**The request**
Put every line of the data below into a JSON list of strings, one string per line, leaving out blank lines. Leave the pictures out of the list.

**Task inputs**
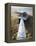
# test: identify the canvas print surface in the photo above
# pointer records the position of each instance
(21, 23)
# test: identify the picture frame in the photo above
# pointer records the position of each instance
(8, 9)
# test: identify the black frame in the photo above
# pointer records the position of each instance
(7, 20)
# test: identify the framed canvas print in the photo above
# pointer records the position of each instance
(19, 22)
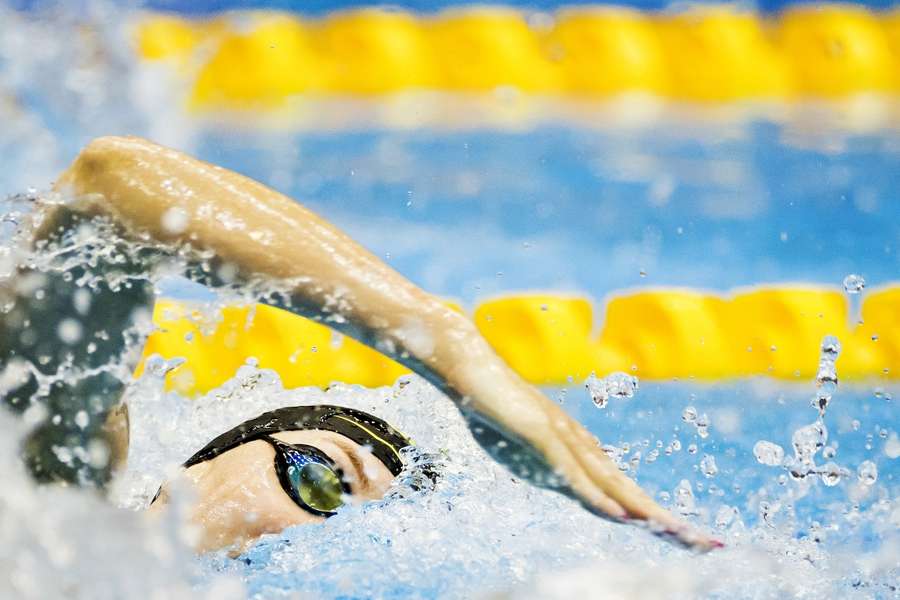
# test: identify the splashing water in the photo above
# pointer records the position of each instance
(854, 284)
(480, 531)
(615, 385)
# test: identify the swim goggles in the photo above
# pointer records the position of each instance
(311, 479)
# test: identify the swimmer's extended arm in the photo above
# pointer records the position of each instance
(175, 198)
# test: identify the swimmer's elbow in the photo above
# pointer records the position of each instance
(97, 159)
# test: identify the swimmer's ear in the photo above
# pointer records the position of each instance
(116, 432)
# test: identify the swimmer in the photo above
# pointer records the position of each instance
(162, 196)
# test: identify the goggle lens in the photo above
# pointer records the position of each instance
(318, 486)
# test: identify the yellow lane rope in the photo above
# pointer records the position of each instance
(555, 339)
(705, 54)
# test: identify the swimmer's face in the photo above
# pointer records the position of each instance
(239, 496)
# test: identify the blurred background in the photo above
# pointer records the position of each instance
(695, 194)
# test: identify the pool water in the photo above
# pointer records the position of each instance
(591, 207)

**Response**
[
  "# test: identify the canvas print surface in the photo above",
  "# pointer records the position of each instance",
  "(21, 23)",
  "# test: identify the picture frame in the photo above",
  "# pointer records the position of each instance",
  "(8, 9)",
  "# test: identify the black frame in the photo above",
  "# pointer records the position of each instance",
  "(7, 20)",
  "# test: identify the framed canvas print in the photo above",
  "# pointer records the position of each instance",
  "(19, 22)",
  "# test: identify the splashing water in the photo above",
  "# pointer records the position of each instance",
  "(854, 284)",
  "(480, 531)",
  "(615, 385)",
  "# test: identify the swim goggles in the photo above",
  "# pointer records the position of each instance",
  "(311, 479)",
  "# test: identify the swimmer's extended arm in the photo above",
  "# pointer records the position of each instance",
  "(175, 198)",
  "# test: identify the swimmer's elbow in the photo above",
  "# pointer records the position of each instance",
  "(97, 159)",
  "# test: identify the swimmer's ear in the photo above",
  "# pointer records the position of each instance",
  "(116, 432)",
  "# test: identify the swimmer in the photo above",
  "# pointer records the position of each instance",
  "(162, 196)",
  "# test: identify the goggle lens in the photo above",
  "# pointer records the position of each instance",
  "(318, 486)",
  "# test: identify the yellow lane rope in the photo above",
  "# pointer records the position of each instance",
  "(555, 339)",
  "(705, 54)",
  "# test: identify the swimmer's face in the photo above",
  "# pointer records the position of each instance",
  "(239, 496)",
  "# test: identify the blurred background in the photo above",
  "# pointer records the position of each instance",
  "(695, 194)",
  "# test: identify the pool water in the photo above",
  "# pointer records the position of each instance",
  "(591, 207)"
]